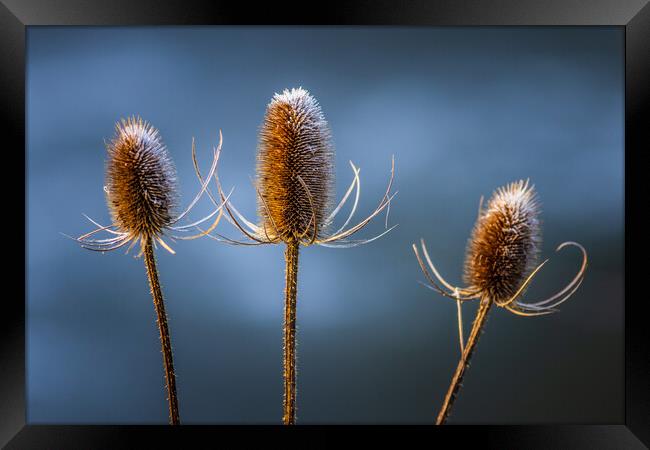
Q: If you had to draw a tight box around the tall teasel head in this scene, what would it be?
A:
[464,180,542,301]
[75,116,223,253]
[257,88,334,241]
[413,180,587,316]
[210,88,396,247]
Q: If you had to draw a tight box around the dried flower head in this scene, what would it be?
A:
[257,88,334,241]
[201,88,396,247]
[413,180,587,316]
[413,180,587,425]
[105,117,177,238]
[464,181,541,301]
[75,117,223,254]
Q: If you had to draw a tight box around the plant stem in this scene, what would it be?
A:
[282,241,300,425]
[144,239,180,425]
[436,297,492,425]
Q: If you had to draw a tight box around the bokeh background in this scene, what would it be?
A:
[26,27,624,424]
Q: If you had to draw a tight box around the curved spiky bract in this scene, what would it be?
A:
[464,180,541,302]
[105,117,177,241]
[257,88,334,242]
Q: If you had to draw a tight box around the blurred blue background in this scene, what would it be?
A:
[27,27,624,424]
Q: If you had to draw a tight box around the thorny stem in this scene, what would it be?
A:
[144,239,180,425]
[436,297,492,425]
[282,240,300,425]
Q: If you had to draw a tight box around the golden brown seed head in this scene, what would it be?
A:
[105,117,176,238]
[465,181,541,301]
[257,88,334,242]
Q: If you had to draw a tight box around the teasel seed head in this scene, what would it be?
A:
[257,88,334,242]
[464,180,541,302]
[105,117,177,241]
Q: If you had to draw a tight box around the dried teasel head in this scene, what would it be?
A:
[205,88,397,248]
[464,180,542,302]
[257,88,334,242]
[413,180,587,322]
[71,117,224,254]
[105,117,177,238]
[413,180,587,322]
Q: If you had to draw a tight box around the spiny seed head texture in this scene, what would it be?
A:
[106,117,176,238]
[257,88,334,242]
[464,180,541,301]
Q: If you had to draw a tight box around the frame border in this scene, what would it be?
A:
[0,0,650,449]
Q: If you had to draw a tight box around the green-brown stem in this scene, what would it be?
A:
[436,297,492,425]
[282,241,300,425]
[144,239,180,425]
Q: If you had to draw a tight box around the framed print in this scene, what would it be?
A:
[0,0,650,448]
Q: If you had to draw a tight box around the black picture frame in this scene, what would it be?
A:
[0,0,650,449]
===============
◆ TASK REQUIREMENTS ◆
Rewrite the records from their start through the line containing "[75,117,223,254]", both ends included, with the requests, and shift each bounding box coordinate in the answers up by 79. Leave out the picture and every line after that one.

◆ EXPECTED ANSWER ◆
Q: If you had to draw a tight box around the tall teasel head in this scene, what would it be?
A:
[543,259,621,380]
[154,195,302,332]
[336,167,413,320]
[492,259,666,395]
[289,167,475,326]
Q: If you had to draw a tight box around the dried flower head in this scene, what would it be?
A:
[336,167,413,320]
[280,167,475,326]
[492,259,666,395]
[492,259,666,504]
[184,196,256,317]
[543,260,620,380]
[154,196,302,333]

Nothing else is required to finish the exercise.